[start of DOCUMENT EXTRACT]
Its not the same power!!

Go buy the echo or the 192, use it for a few months, then run an 200.
There is a huge difference in power.

Personally, for climbing I wouldnt consider anything less, the extra money it costs is well worth it, but you'll never know....

....it seems your sold on a cheaper/ weaker saw


----------



## Kneejerk Bombas (Mar 24, 2006)

The ms200t is about twice as fast as the Echo 340. It'll also outlast it 2 to 1.


----------



## tophopper (Mar 24, 2006)

the 192's DO make good wheel chocks


----------



## tophopper (Mar 24, 2006)

TreeCo said:


> I like my 200t but I've never use the husky top handle climbing saws.
> 
> Mike did you ever get a rear handle ms200?





I dont wanna start a ford / chevy war, but,


Ive had 3 husky top handles 2 335's and 1 338, they were (are) all pieces of chit. And because they are made of such brittle plastic, they dont even work well for wheel chocks. 

Actually I think the husky top handles have the best ergonomics and are the sleekest looking, too bad they arent better built.


----------



## treeman82 (Mar 24, 2006)

The 192's are alright if you are just starting out and don't have the money to drop on a 200T. However if you run the 192 for a few days and then get to run a 200T it's like night and day. The speed, the design, the tanks, the durability, the power, etc. etc. it's just a far superior saw.


----------



## Kneejerk Bombas (Mar 24, 2006)

TreeCo said:


> I like my 200t but I've never use the husky top handle climbing saws.
> 
> Mike did you ever get a rear handle ms200?


I did play with one, but we've been running the Husky 336. There have been real nice tools. They will soon be selling the 339 here and I'll definitely be getting one.
The plastic is brittle, so don't drive over them with your truck like tophopper does.


----------



## dakota (Mar 24, 2006)

treeman82 said:


> The 192's are alright if you are just starting out and don't have the money to drop on a 200T. However if you run the 192 for a few days and then get to run a 200T it's like night and day. The speed, the design, the tanks, the durability, the power, etc. etc. it's just a far superior saw.




I've had to use a 192 for the past couple of days and even worse than slower speed, etc than the 200 is the difference between the OFF buttons. I'm so used to turning my 200 OFF quickly and swiftly, yet that 192 requires a bit more effort just to turn the stupid thing off. Button is shaped different, smaller and maybe a slightly different angle. Obviously designed by someone who never had to do did tip-ties.


----------



## geofore (Mar 25, 2006)

*saw$*



treeminator said:


> the STIHL 200T is like 35cc and priced over $500.
> the ECHO (climber) and STIHL 192(?) are like 30cc to 32cc's, but less than $250.
> why are people still paying for the 200T's when they can get the others for half price?



It's not hard to understand if you use saws/tools every day. A craftsman/pro wants good tools. A homeowner is happy with a tool that works for this one job then he's done with it till next time, a week/month/year later. It's not even about a couple of cc's difference. It's about reliable preformance. What do you use your saw for and how often do you use it?
[end of DOCUMENT EXTRACT]
**TO BE DONE**.
• 1. Answer these questions about the chainsaw forum thread, each on its own line:
(a) How much faster than the Echo 340 does Kneejerk Bombas say the ms200t is?
(b) Which Husky top handle models has tophopper owned?
(c) Which Husky model does Kneejerk Bombas say will soon be sold there?
• 2. Rewrite the stretch of the chainsaw forum thread from "I've had to" through "(Mar 25, 2006)", putting "wretched" in place of "stupid".
• 3. Resume the chainsaw forum thread from the point where it stops.
[start of ROWS]
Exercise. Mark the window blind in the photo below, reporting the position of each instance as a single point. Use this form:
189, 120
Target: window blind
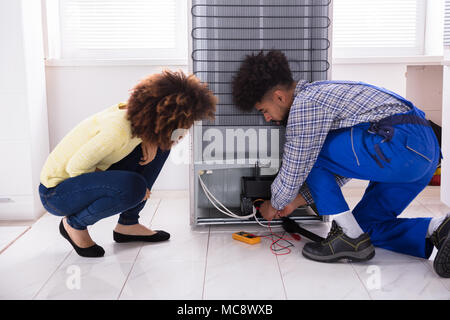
378, 27
108, 29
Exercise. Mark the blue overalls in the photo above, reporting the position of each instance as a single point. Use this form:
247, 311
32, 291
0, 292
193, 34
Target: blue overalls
399, 155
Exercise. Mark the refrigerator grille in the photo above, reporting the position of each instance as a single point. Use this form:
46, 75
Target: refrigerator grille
225, 31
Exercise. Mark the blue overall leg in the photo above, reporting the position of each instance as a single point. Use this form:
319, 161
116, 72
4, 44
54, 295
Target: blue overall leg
398, 170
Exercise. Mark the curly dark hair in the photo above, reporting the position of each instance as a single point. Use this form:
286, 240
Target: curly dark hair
257, 75
165, 102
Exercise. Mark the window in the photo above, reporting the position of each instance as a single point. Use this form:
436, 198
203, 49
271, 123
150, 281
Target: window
117, 29
364, 28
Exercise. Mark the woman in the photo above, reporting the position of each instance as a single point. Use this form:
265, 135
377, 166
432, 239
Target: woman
108, 163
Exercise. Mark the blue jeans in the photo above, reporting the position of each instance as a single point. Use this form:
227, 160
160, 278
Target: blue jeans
90, 197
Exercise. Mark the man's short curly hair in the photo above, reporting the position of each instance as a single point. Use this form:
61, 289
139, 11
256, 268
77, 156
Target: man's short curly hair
165, 102
257, 75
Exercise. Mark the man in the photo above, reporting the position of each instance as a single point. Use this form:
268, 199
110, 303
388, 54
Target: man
337, 130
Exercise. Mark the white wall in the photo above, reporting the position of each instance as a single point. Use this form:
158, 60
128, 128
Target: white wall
76, 92
23, 124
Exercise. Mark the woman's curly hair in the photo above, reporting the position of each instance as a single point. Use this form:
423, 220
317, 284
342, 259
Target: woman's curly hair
257, 75
165, 102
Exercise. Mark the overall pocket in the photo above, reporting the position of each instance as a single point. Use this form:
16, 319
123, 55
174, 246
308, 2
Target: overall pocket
420, 148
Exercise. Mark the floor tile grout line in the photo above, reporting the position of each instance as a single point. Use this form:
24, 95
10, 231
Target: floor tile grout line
156, 211
139, 251
15, 239
206, 263
129, 273
282, 278
52, 274
360, 280
431, 269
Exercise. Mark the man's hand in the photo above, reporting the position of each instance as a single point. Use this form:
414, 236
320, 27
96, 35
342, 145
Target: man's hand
148, 153
297, 202
267, 211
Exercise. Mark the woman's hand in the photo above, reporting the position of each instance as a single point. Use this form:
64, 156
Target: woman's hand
148, 153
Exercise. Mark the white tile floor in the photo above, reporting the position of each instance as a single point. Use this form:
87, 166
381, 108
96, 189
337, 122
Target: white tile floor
205, 262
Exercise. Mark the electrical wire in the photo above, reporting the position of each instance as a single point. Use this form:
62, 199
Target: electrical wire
226, 211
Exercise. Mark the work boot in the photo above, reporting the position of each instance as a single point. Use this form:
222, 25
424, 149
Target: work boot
441, 240
338, 245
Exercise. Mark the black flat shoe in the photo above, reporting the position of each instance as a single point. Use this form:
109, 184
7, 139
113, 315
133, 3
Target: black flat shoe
157, 237
94, 251
441, 240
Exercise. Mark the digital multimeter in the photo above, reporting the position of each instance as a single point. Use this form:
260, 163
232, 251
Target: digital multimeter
246, 237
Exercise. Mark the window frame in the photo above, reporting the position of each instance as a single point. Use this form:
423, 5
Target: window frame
54, 51
388, 52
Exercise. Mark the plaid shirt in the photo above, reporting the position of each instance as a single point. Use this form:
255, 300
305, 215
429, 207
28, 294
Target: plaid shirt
318, 108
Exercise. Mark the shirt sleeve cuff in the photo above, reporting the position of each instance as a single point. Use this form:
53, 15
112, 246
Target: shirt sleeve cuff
306, 194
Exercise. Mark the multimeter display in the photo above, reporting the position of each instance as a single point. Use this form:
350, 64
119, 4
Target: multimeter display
246, 237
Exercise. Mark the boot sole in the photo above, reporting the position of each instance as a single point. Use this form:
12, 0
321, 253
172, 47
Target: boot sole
363, 255
441, 263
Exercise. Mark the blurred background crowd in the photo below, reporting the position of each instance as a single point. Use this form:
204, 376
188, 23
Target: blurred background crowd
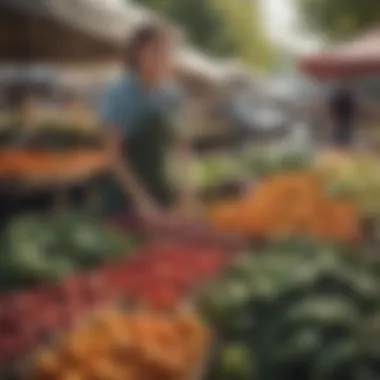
281, 114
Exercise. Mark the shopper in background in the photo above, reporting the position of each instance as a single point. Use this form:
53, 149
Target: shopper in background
343, 110
141, 114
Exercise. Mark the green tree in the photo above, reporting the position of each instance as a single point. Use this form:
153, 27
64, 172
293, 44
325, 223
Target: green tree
339, 19
223, 27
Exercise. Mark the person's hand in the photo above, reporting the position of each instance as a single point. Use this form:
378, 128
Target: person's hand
149, 214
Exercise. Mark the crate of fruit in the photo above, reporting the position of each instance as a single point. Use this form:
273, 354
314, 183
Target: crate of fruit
120, 344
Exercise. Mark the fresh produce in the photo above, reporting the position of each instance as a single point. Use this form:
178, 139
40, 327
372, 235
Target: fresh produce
357, 175
121, 346
287, 204
215, 170
56, 136
264, 165
36, 165
164, 275
300, 310
36, 249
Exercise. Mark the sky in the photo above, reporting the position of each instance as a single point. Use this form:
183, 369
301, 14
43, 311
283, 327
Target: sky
282, 23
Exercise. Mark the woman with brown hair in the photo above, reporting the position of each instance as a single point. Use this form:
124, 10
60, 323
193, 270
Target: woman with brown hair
140, 114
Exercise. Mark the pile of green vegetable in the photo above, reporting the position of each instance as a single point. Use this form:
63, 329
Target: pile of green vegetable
298, 310
56, 136
35, 249
264, 164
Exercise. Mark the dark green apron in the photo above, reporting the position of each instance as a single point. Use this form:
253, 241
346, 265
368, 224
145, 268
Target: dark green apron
146, 150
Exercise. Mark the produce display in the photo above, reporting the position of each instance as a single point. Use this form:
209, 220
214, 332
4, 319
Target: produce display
121, 346
261, 165
299, 310
43, 165
286, 204
355, 175
165, 275
215, 170
35, 249
299, 301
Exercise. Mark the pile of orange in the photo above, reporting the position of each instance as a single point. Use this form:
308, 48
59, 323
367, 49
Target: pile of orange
288, 204
47, 165
118, 346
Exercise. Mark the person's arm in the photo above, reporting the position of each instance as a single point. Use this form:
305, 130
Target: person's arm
124, 173
111, 119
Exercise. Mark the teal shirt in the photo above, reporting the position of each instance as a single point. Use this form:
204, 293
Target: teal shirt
125, 103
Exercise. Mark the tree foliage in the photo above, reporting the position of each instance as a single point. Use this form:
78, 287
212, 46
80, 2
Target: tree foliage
340, 19
223, 27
[end of ROWS]
**ANSWERS BELOW**.
• 1.
(a) About twice as fast.
(b) Two 335's and one 338.
(c) The 339.

• 2.
I've had to use a 192 for the past couple of days and even worse than slower speed, etc than the 200 is the difference between the OFF buttons. I'm so used to turning my 200 OFF quickly and swiftly, yet that 192 requires a bit more effort just to turn the wretched thing off. Button is shaped different, smaller and maybe a slightly different angle. Obviously designed by someone who never had to do did tip-ties.


----------



## geofore (Mar 25, 2006)

• 3.
----------



## jmack (Mar 25, 2006)

treeminator said:


> the STIHL 200T is like 35cc and priced over $500.
> the ECHO (climber) and STIHL 192(?) are like 30cc to 32cc's, but less than $250.
> why are people still paying for the 200T's when they can get the others for half price?


 i guess the easy way to explain it is well if i have to explain it you wouldnt undrestand it anyway


----------



## jmack (Mar 25, 2006)

Lawn Masters said:


> People are buying the MS200T because its got a reputation as the best climbing saw EVER made. I dont understand it either. my belief is use what you feel comfortable with.


 yes it is


----------



## jmack (Mar 25, 2006)

treeminator said:


> i'm under the impression they are buying the 200T because it's popular. kind of like a brand name saw...ie. GUCCI or CHANEL or whatever.
> 
> but my thinking is that it's still the same power. except, you can buy 2 saws for the price of one if you want to chose something other than the 200T. there's even a STIHL saw that is 2 lbs lighter than the 200T and almost half the price. i don't get it.


 oh yea its a a fashionably thing, sister go file your nails we'll be right here filing the rakers down c-ya


----------



## TimberMcPherson (Mar 25, 2006)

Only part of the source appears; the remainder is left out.